Location identification data:
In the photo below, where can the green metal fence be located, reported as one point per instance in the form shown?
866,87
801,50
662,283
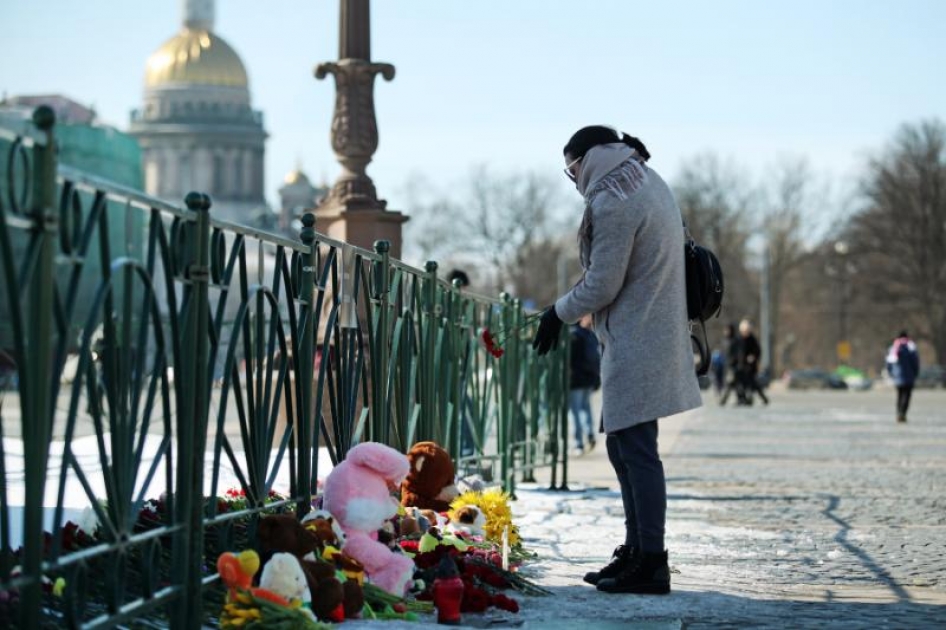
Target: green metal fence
208,367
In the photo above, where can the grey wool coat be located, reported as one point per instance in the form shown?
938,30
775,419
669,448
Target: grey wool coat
634,285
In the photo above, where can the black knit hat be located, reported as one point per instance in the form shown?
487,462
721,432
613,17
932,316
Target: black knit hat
588,137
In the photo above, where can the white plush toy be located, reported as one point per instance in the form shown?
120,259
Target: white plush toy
468,519
284,576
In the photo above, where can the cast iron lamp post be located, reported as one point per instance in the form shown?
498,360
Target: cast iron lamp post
354,128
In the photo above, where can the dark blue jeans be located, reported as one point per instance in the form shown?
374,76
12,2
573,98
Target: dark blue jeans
633,454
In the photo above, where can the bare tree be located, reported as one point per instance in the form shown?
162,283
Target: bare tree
788,193
899,236
503,224
715,199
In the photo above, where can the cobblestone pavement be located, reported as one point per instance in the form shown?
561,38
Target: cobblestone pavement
818,510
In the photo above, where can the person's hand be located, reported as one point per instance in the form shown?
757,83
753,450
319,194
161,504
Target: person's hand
547,334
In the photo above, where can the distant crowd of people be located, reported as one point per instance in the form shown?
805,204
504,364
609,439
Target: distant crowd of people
735,366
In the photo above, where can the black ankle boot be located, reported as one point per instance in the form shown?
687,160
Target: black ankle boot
650,574
623,556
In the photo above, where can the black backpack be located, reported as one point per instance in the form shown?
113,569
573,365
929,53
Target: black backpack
704,293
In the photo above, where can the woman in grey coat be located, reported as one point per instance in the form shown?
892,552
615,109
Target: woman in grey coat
631,248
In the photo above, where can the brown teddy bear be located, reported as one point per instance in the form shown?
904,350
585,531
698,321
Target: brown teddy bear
332,600
430,483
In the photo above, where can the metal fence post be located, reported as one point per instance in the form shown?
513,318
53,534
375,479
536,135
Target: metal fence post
429,321
380,411
35,367
192,384
307,423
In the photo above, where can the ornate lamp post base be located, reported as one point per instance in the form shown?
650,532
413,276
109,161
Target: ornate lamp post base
352,211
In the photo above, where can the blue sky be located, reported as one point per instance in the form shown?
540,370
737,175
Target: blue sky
505,82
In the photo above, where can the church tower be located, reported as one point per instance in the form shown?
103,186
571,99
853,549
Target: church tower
196,128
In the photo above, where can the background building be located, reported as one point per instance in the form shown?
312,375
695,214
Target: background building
196,127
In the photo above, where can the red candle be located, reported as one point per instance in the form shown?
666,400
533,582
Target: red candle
448,592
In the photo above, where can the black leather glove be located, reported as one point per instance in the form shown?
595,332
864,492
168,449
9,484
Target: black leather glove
547,334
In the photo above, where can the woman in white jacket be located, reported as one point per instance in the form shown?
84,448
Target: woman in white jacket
631,248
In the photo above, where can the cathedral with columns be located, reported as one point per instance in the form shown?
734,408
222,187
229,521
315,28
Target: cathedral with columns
198,130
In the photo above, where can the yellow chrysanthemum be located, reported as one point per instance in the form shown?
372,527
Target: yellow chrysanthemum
494,503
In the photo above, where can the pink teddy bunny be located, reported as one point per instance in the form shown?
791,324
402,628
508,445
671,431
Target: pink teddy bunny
358,493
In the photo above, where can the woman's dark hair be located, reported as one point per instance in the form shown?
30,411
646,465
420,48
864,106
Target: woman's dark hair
588,137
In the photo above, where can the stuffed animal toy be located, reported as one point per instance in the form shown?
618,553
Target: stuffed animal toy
237,571
358,494
469,520
325,527
430,482
283,575
332,599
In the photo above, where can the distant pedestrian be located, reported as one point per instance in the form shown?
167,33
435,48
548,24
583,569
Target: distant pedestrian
630,243
750,358
585,378
718,368
903,364
735,382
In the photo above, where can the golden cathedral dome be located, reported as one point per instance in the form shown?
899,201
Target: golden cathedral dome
195,56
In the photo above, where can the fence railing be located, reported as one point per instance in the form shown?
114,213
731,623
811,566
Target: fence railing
168,377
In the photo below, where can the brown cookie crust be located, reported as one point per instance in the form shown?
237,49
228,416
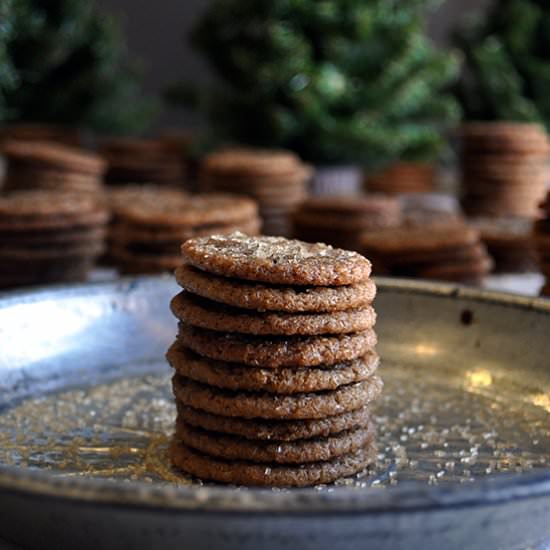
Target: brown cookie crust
203,313
282,430
42,209
54,155
247,473
233,376
230,447
276,260
190,210
262,297
291,351
271,406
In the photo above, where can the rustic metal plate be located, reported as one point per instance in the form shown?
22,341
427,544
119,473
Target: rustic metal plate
86,413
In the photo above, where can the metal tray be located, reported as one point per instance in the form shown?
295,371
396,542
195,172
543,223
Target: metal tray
85,414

## STATED PROBLEM
Please rename "photo" to "image" everywhere in the data above, change nothing else, and omit the pictures from your answer.

## TASK RESULT
In the image below, where can the green metal fence be located, reported as one point per instance in the form shown?
866,87
801,50
662,283
Target: green metal fence
208,367
In the image above, where can the grey wool coat be located, reported as one point per instance in the form shown?
938,30
775,419
669,448
Target: grey wool coat
634,285
In the image above, where can the black knit hat be located, reported as one point per instance in the form shown?
487,462
721,432
613,17
932,316
Target: black knit hat
588,137
In the image above, where can the white plush toy be located, reported as one point per instance in the form shown?
120,259
Target: white plush toy
468,519
284,576
In the image above, where can the cast iron lamp post be located, reported as one point per instance in the form shown?
498,360
Target: cast iron lamp post
354,128
In the image above, where can the dark blue jeans be located, reported as one point per instance in the form shown?
374,76
12,2
573,98
Target: dark blue jeans
633,454
In the image above, where can the bare tree be located, reported as one point per instance in the form shown?
162,283
Target: bare tree
788,193
899,236
503,224
715,199
In the image above, where can the cobblestone pavement be located, reported as one point per instance in the form shown?
561,38
Target: cobblestone pavement
818,510
In the image above, where can the person's hand be located, reported as one point per instance in the form shown?
757,83
753,450
319,194
161,504
Target: person's hand
547,334
In the image above, where can the distant crowd of people be located, reported as one point per instance in the form shown?
805,204
504,364
609,439
Target: distant crowd of people
735,366
In the image above, where can the black ankle boot be located, reported as one point per instance in the form shown?
687,160
Target: black ankle boot
650,574
623,556
In the image above, where can the black backpack be located, reported as one point per instance in the form shown?
113,569
573,365
929,53
Target: black backpack
704,293
In the image above, where can the woman in grey coat be located, reported as one point per instance in the form shown?
892,552
615,109
Target: woman in grey coat
631,248
In the image above, where can the brown teddy bear be located, reported as one point per instance in the form shown?
904,350
585,531
698,321
Target: brown teddy bear
332,600
430,483
In the image above, where can the metal fence post be located, reported as one point per instance in the form shown?
513,318
53,534
375,479
536,135
Target: metal fence post
429,321
380,411
35,367
192,384
307,423
In the image above, where can the ornate lamp post base be located, reported as one point per instance in the form shown?
650,532
413,276
109,161
Target: ornate lamp post base
352,211
In the image above, where can the blue sky be located, reported as one point per instance in the form shown?
540,370
737,175
Target: blue sky
505,82
In the image above, where can the church tower be located, reported as one point per instance in the form shown?
103,186
571,99
853,549
Target: church tower
196,128
In the image above, where can the background building be located, reported as one point per instance in the form shown?
312,375
695,214
Target: background building
196,127
In the image above, where can the red candle be located, reported as one point per instance in the form shown?
666,400
533,582
Target: red candle
448,592
In the image above, where can the black leather glove be located, reported as one point per instance in the form shown?
595,332
864,492
168,449
9,484
Target: black leather glove
547,334
In the image above, where can the woman in white jacket be located, reported as one point per instance in the form shown?
84,448
Target: woman in white jacket
631,248
In the image above, where can the cathedral with columns be located, reported as one point per instance in the form shown?
734,408
222,187
229,521
315,28
Target: cathedral with columns
198,130
In the image above, where can the yellow chrysanthemum be located, reported as one point per instance in the form shown?
372,527
Target: yellow chrysanthemum
494,503
In the image above, where can the pink teddy bunny be located, reported as one point per instance in the form shown?
791,324
402,628
508,445
671,431
Target: pink teddy bunny
358,493
In the image above, where can the woman's dark hair be located, reported as one point per instance in the form shown?
30,411
646,465
420,48
864,106
Target: woman's dark hair
588,137
In the image above, where can the stuffed animal toy be located, reported as one point per instance in the form shown?
618,553
Target: stuffed animal toy
237,571
358,494
469,520
325,527
430,482
283,575
332,599
In the image above, where can the distant pedestrian be located, reported as one point per instance in the form shown?
167,33
435,48
548,24
583,569
Target: distant pedestrian
630,243
750,358
585,378
718,368
903,364
735,382
In the image above, where can the golden cathedral dome be located, reported as one point per instance in the form shown?
899,201
Target: golden cathedral dome
195,56
In the image above, where can the fence railing be located, reported as one point per instance in the form shown?
114,213
731,623
811,566
Target: fence railing
168,377
In the image below, where can the brown cookie crust be located, reported as one point per instance in the form shown?
237,49
228,416
Target: brown cookie crust
203,313
282,430
42,209
54,155
247,473
233,376
230,447
276,260
190,210
262,297
291,351
271,406
In the image above, where can the rustic metal plate be located, reported as one point per instance in the form shown?
22,341
427,544
119,473
Target: rustic metal plate
86,413
In the image above, where can the metal tray be located, reported as one point per instance in the form shown?
295,371
396,542
195,172
543,223
Target: metal tray
85,414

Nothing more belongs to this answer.